··· Excerpt provided ···

Postby Hypnosifl » Wed Sep 24, 2014 10:56 pm UTC

The correlations between the two measurements would be easy to explain if the measurement of one particle could directly influence the hidden variables of the other. In the case of a single photon, there'd be nothing problematic about the idea that the first measurement alters the photon's hidden variables in a way that depends on the setting of the polarizer angle. But for two entangled photons, the spacetime separation between the two measurements can be such that no signal moving at the speed of light or slower could "update" one photon with information about what polarizer angle had been used in measuring its entangled twin.

A while ago I wrote up a little analogy to help explain why Bell's inequality follows naturally from any assumption of local hidden variables, and thus why it's a big deal to see it violated:

Suppose we have a machine that generates pairs of scratch lotto cards, each of which has three boxes that, when scratched, can reveal either a cherry or a lemon. We give one card to Alice and one to Bob, and each scratches only one of the three boxes. When we repeat this many times, we find that whenever they both pick the same box to scratch, they always get the same result--if Bob scratches box A and finds a cherry, and Alice scratches box A on her card, she's guaranteed to find a cherry too.

Classically, we might explain this by supposing that there is definitely either a cherry or a lemon in each box, even though we don't reveal it until we scratch it, and that the machine prints pairs of cards in such a way that the "hidden" fruit in a given box of one card always matches the hidden fruit in the same box of the other card. If we represent cherries as + and lemons as -, so that a B+ card would represent one where box B's hidden fruit is a cherry, then the classical assumption is that each card's +'s and -'s are the same as the other--if the first card was created with hidden fruits A+,B+,C-, then the other card must also have been created with the hidden fruits A+,B+,C-.

The problem is that if this were true, it would force you to the conclusion that if Alice and Bob are picking randomly which box to scratch on each trial (with a 1/3 chance of A, B, or C each time), then if they do this a large number of times, we should expect that in the subset of trials where Alice and Bob happened to pick different boxes to scratch, they should find the same fruit at least 1/3 of the time. For example, if we imagine Bob and Alice's cards each have the hidden fruits A+,B-,C+, then we can look at each possible way that Alice and Bob can randomly choose different boxes to scratch, and what the results would be:

Bob picks A, Alice picks B: opposite results (Bob gets a cherry, Alice gets a lemon)

··· Record extracts ···

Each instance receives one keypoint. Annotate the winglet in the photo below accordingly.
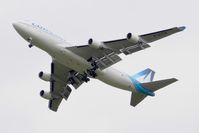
(182, 28)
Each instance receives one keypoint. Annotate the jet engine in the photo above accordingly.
(133, 38)
(45, 76)
(96, 45)
(46, 95)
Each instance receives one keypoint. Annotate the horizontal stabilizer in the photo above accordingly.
(136, 98)
(156, 85)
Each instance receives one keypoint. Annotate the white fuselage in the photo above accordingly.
(53, 45)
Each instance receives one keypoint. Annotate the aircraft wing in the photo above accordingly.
(108, 55)
(58, 85)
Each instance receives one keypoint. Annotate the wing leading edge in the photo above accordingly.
(107, 56)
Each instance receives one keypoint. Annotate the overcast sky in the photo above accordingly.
(96, 107)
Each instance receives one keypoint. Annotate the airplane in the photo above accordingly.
(73, 65)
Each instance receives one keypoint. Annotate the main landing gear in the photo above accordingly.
(91, 72)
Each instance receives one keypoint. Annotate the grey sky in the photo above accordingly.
(97, 107)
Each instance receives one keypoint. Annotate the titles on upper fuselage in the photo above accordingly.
(41, 28)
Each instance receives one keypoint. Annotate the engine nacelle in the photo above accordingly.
(46, 95)
(45, 76)
(133, 38)
(96, 45)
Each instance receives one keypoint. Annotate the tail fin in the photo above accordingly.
(146, 75)
(147, 88)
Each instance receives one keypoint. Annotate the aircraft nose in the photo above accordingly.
(21, 29)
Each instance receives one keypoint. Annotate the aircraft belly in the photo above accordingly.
(71, 60)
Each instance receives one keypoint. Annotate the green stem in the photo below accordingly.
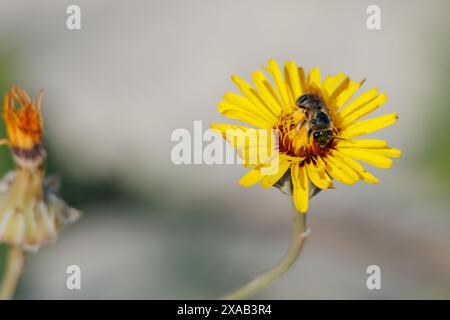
(261, 282)
(13, 271)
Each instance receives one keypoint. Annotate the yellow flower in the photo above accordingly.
(24, 128)
(308, 161)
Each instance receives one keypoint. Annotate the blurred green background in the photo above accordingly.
(137, 70)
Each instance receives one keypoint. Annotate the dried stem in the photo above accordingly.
(261, 282)
(13, 271)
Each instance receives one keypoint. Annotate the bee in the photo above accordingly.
(318, 121)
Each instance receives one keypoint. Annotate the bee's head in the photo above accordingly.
(321, 121)
(322, 138)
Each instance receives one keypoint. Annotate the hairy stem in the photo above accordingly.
(13, 270)
(264, 280)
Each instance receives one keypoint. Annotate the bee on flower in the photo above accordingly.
(318, 127)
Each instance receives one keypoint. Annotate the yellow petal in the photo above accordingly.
(363, 99)
(363, 143)
(246, 105)
(266, 92)
(347, 170)
(370, 125)
(252, 177)
(274, 70)
(233, 112)
(317, 176)
(314, 78)
(337, 174)
(347, 94)
(300, 192)
(387, 152)
(259, 105)
(359, 169)
(363, 111)
(332, 83)
(371, 158)
(269, 181)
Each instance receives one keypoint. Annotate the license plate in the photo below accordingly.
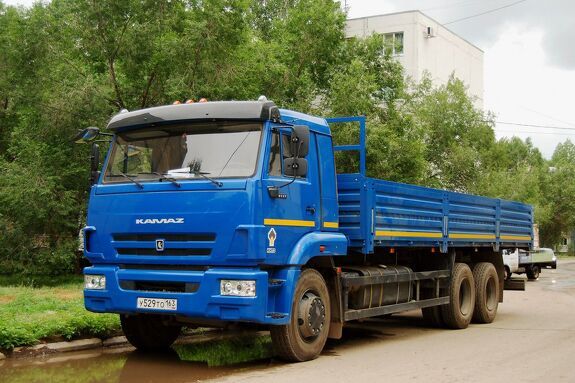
(157, 304)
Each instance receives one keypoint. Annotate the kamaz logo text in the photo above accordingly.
(154, 221)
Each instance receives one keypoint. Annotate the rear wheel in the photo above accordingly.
(486, 292)
(458, 313)
(533, 272)
(507, 273)
(149, 332)
(304, 337)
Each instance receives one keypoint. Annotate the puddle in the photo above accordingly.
(191, 359)
(184, 363)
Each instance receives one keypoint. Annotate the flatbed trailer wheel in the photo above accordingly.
(458, 313)
(533, 272)
(148, 332)
(305, 336)
(486, 292)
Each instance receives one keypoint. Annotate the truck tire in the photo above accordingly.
(305, 336)
(507, 273)
(486, 292)
(458, 313)
(533, 272)
(148, 332)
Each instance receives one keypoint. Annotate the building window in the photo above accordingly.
(393, 43)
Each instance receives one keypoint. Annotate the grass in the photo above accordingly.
(34, 309)
(227, 351)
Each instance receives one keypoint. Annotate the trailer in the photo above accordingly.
(520, 261)
(220, 213)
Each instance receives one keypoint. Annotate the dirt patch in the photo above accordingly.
(67, 295)
(6, 298)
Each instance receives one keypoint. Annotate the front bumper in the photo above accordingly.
(206, 302)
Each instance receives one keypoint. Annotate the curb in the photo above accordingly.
(61, 347)
(44, 349)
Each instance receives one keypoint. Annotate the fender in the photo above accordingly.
(309, 246)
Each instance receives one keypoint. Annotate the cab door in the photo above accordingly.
(297, 209)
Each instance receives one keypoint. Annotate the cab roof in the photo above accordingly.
(214, 111)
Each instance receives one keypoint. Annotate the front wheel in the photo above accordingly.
(149, 332)
(533, 272)
(305, 335)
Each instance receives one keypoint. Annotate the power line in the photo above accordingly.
(453, 4)
(511, 132)
(535, 126)
(486, 12)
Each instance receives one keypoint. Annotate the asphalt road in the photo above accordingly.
(531, 340)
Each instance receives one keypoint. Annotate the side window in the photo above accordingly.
(275, 165)
(280, 149)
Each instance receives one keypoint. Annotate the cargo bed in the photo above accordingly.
(377, 213)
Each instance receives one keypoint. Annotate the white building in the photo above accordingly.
(422, 44)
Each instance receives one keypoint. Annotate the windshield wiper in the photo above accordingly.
(131, 179)
(203, 175)
(163, 177)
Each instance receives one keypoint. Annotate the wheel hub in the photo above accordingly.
(311, 315)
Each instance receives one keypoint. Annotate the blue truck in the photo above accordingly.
(233, 212)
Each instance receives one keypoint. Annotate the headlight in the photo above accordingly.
(238, 288)
(94, 282)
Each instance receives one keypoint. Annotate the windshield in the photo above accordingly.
(186, 151)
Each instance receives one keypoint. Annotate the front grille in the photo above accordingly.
(174, 244)
(166, 287)
(165, 252)
(196, 237)
(162, 267)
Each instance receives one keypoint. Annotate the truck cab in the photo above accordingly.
(199, 212)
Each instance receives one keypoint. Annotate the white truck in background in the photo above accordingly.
(531, 262)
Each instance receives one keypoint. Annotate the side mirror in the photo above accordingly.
(295, 167)
(94, 163)
(86, 135)
(300, 141)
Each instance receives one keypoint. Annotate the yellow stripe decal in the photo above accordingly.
(288, 222)
(424, 234)
(471, 236)
(517, 237)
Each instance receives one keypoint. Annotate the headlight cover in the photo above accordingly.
(238, 288)
(94, 282)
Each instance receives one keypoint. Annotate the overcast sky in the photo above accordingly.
(529, 60)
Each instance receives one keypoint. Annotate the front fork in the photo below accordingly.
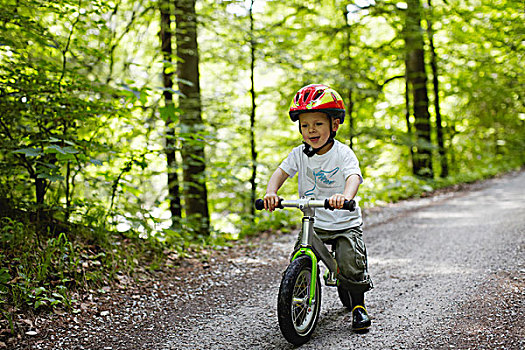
(313, 283)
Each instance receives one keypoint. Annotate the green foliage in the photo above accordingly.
(83, 127)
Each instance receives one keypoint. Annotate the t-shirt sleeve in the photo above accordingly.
(351, 164)
(290, 165)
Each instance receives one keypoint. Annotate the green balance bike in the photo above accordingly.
(299, 301)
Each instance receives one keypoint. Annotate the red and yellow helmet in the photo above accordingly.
(317, 98)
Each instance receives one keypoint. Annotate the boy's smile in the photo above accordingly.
(315, 128)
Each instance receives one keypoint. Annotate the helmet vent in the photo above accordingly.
(318, 94)
(306, 94)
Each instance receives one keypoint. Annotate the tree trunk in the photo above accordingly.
(252, 116)
(407, 116)
(167, 79)
(350, 106)
(435, 82)
(192, 149)
(417, 78)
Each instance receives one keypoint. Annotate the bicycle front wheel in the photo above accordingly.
(297, 319)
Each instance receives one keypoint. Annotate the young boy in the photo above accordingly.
(328, 169)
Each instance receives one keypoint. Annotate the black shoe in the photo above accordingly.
(360, 319)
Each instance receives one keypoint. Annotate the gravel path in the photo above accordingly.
(449, 272)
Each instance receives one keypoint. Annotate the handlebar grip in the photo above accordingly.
(347, 205)
(259, 204)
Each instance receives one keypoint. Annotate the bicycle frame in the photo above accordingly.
(310, 244)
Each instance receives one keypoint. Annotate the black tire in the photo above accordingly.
(345, 297)
(296, 319)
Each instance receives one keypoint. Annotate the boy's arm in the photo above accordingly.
(351, 186)
(276, 181)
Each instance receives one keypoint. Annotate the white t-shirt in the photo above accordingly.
(322, 176)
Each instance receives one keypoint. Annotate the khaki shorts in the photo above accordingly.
(350, 252)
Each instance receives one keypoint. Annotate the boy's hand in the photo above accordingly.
(337, 200)
(271, 200)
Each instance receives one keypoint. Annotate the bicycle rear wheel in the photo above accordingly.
(297, 319)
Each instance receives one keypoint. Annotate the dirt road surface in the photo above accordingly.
(449, 273)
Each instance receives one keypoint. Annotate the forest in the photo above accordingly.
(134, 133)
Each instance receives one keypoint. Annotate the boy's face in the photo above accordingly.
(315, 128)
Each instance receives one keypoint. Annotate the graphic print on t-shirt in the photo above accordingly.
(320, 178)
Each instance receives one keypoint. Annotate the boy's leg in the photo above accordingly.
(352, 261)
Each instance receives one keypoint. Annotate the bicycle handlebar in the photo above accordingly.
(306, 203)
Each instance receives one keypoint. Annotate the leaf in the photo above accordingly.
(50, 177)
(95, 161)
(30, 152)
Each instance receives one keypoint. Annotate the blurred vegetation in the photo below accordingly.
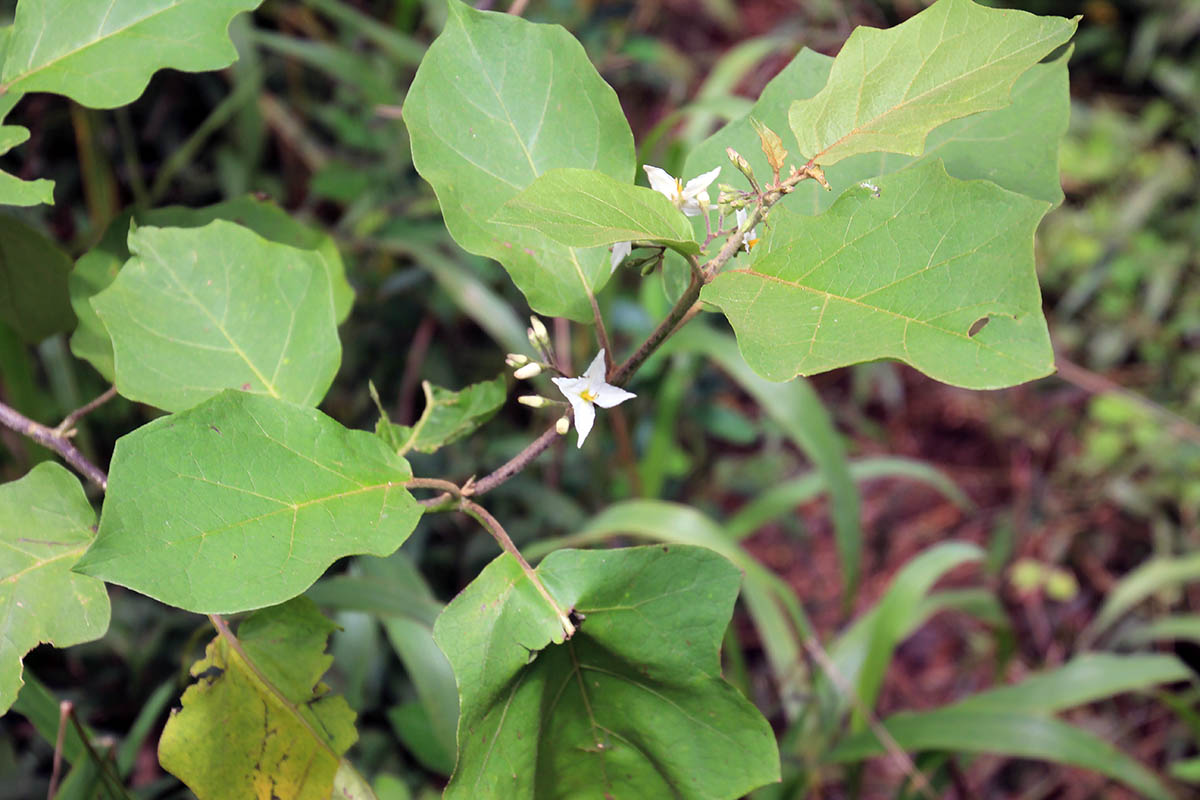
(1084, 489)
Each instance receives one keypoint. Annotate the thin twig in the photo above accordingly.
(46, 437)
(894, 750)
(502, 537)
(660, 334)
(517, 462)
(1097, 384)
(102, 764)
(57, 770)
(64, 427)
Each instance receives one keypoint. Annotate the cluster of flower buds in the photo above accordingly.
(743, 166)
(731, 199)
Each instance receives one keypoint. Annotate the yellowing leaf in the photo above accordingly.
(258, 722)
(889, 88)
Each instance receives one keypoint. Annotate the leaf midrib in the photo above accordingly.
(23, 76)
(862, 126)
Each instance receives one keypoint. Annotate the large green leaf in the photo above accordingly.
(201, 310)
(15, 191)
(243, 501)
(101, 53)
(96, 269)
(395, 591)
(34, 299)
(258, 722)
(1015, 146)
(769, 600)
(46, 524)
(631, 707)
(582, 208)
(1006, 733)
(483, 130)
(797, 408)
(888, 89)
(910, 271)
(448, 416)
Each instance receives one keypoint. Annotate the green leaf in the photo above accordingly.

···

## Exercise
Carry on the forum post about Bell's inequality from its last line, listing the remaining ways Alice and Bob can pick different boxes.

## Answer below
Bob picks A, Alice picks C: same results (Bob gets a cherry, Alice gets a cherry)

Bob picks B, Alice picks A: opposite (Bob gets a lemon, Alice gets a cherry)

Bob picks B, Alice picks C: opposite results (Bob gets a lemon, Alice gets a cherry)

Bob picks C, Alice picks A: same results (Bob gets a cherry, Alice gets a cherry)

Bob picks C, Alice picks picks B: opposite results (Bob gets a cherry, Alice gets a lemon)

In this case, you can see that that if they are equally likely to pick each combination of boxes, then 2 times out of 6 when they choose different boxes, they will get the same fruit (i.e. a 1/3 chance of the same result). You'd get the same answer if you assumed any other preexisting state where there are two fruits of one type and one of the other, like A+,B+,C- or A+,B-,C-. On the other hand, if you assume a state where each card has the same fruit behind all three boxes, so either they're both getting A+,B+,C+ or they're both getting A-,B-,C-, then of course even if Alice and Bob pick different boxes to scratch they're guaranteed to get the same fruits with probability 1. So if you imagine that when multiple pairs of cards are generated by the machine, some fraction of pairs are created in inhomogoneous preexisting states like A+,B-,C- while other pairs are created in homogoneous preexisting states like A+,B+,C+, then the probability of getting the same fruits when you scratch different boxes should be somewhere between 1/3 and 1. 1/3 is the lower bound, though--even if 100% of all the pairs were created in inhomogoneous preexisting states, it wouldn't make sense for you to get the same answers in less than 1/3 of trials where you scratch different boxes, provided you assume that each card has such a preexisting state with "hidden fruits" in each box.

But now suppose Alice and Bob look at all the trials where they picked different boxes, and found that they only got the same fruits 1/4 of the time! That would be the violation of Bell's inequality, and something equivalent actually can happen when you measure the spin of entangled photons along one of three different possible axes. So in this example, it seems we can't resolve the mystery by just assuming the machine creates two cards with definite "hidden fruits" behind each box, such that the two cards always have the same fruits in a given box.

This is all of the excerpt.